─── AVAILABLE DATA

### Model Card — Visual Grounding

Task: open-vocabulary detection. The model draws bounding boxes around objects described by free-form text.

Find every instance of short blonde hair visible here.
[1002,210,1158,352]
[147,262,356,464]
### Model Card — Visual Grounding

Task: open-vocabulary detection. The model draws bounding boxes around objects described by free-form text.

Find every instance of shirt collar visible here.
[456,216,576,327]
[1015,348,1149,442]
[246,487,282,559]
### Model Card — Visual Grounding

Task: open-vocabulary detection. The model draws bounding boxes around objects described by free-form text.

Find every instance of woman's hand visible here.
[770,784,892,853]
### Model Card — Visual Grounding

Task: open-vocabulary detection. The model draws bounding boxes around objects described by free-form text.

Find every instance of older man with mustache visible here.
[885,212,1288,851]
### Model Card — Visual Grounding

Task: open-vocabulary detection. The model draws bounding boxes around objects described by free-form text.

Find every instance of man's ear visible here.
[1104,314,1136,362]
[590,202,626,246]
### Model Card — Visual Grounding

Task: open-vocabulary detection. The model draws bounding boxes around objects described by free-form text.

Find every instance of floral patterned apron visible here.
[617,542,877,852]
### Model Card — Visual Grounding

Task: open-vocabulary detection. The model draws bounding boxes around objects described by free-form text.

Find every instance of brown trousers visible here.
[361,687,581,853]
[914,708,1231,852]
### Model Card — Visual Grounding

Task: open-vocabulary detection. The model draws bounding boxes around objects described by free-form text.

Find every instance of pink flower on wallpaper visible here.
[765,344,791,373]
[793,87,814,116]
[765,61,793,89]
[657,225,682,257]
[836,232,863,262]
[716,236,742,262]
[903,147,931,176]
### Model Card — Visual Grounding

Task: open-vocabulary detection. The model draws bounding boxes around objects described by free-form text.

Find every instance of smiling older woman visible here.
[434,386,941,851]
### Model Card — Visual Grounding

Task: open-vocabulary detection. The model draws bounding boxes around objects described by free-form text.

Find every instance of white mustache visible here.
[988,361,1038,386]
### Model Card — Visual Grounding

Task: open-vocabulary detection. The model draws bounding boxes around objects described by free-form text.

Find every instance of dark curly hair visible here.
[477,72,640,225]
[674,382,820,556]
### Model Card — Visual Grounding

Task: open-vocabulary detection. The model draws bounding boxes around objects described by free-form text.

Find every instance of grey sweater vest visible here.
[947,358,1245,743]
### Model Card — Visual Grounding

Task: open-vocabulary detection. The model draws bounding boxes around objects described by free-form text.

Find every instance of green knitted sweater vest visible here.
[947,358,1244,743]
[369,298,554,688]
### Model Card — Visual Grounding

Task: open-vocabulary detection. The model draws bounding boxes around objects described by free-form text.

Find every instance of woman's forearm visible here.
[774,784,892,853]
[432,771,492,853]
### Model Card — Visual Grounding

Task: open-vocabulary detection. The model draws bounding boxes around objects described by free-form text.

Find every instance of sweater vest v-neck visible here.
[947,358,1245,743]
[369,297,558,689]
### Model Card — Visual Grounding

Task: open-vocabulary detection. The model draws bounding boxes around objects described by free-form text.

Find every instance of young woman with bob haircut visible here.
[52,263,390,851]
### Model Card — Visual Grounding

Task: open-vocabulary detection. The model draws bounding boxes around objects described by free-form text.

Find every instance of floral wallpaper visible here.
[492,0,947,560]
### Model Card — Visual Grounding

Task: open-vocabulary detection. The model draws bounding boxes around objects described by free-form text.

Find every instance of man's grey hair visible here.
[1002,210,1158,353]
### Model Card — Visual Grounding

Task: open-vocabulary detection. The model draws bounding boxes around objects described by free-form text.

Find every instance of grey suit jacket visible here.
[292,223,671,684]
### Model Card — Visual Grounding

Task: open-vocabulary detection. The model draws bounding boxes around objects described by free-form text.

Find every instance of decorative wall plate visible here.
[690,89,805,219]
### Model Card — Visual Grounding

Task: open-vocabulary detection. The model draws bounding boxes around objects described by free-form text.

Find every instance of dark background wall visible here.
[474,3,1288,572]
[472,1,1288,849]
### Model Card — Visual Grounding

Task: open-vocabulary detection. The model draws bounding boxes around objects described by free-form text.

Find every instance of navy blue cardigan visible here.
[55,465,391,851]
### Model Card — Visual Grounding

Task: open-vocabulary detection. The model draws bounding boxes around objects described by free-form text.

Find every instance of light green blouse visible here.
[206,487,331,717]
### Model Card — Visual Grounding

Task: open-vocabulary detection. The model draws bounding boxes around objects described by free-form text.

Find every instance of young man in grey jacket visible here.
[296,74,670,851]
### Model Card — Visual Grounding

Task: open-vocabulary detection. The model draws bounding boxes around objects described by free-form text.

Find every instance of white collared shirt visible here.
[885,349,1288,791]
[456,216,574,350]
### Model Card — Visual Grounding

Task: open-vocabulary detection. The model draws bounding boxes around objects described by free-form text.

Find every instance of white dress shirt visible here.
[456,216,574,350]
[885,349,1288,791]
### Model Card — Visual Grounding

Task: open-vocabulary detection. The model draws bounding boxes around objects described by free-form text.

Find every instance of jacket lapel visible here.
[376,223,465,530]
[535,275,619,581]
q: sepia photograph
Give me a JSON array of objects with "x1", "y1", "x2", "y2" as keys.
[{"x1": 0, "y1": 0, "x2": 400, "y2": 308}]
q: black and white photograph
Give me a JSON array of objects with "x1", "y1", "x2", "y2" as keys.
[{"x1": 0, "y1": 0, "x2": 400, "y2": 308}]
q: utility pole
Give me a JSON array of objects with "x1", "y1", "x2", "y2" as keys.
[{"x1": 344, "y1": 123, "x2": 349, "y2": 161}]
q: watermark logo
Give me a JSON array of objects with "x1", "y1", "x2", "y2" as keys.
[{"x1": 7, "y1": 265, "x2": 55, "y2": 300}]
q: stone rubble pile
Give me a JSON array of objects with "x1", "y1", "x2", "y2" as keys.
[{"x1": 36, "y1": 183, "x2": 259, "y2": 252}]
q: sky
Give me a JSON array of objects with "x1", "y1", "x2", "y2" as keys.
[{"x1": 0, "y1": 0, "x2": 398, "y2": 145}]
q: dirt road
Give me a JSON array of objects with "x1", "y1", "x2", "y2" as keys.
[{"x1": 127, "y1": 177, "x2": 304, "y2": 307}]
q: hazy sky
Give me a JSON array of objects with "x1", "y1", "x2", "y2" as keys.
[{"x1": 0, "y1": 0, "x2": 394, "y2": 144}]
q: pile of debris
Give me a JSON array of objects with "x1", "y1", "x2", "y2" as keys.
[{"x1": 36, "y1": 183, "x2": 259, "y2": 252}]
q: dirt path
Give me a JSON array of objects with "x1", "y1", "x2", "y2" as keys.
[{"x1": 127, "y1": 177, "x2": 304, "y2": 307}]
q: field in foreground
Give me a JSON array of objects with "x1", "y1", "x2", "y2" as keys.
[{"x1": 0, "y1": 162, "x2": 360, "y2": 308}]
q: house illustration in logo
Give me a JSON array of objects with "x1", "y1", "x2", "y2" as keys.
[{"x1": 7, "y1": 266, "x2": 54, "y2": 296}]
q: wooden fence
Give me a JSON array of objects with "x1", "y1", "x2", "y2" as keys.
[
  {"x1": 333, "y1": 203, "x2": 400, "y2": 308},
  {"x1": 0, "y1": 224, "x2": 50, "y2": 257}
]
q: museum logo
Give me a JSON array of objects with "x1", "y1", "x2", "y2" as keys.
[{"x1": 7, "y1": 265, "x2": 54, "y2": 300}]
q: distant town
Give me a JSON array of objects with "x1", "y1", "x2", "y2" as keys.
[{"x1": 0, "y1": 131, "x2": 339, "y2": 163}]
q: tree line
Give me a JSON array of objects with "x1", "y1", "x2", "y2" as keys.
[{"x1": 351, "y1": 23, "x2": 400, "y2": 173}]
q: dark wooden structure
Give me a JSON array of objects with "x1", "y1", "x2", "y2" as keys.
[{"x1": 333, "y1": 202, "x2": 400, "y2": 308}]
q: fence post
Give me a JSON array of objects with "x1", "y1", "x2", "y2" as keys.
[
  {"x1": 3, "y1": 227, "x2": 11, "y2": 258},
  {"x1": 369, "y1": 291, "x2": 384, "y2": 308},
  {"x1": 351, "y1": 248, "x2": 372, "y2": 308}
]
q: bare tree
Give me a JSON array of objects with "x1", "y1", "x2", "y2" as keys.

──────

(CHALLENGE) Copy out the material word for word, from its start through the line containing "[147,262,356,464]", including that line.

(RESULT FOR THIS TASK)
### Model Card — Visual Grounding

Task: open-vocabulary detection. The model draws bounding boxes around objects described by free-form text.

Find every instance of short blonde hair visible here.
[1002,210,1158,352]
[147,262,356,464]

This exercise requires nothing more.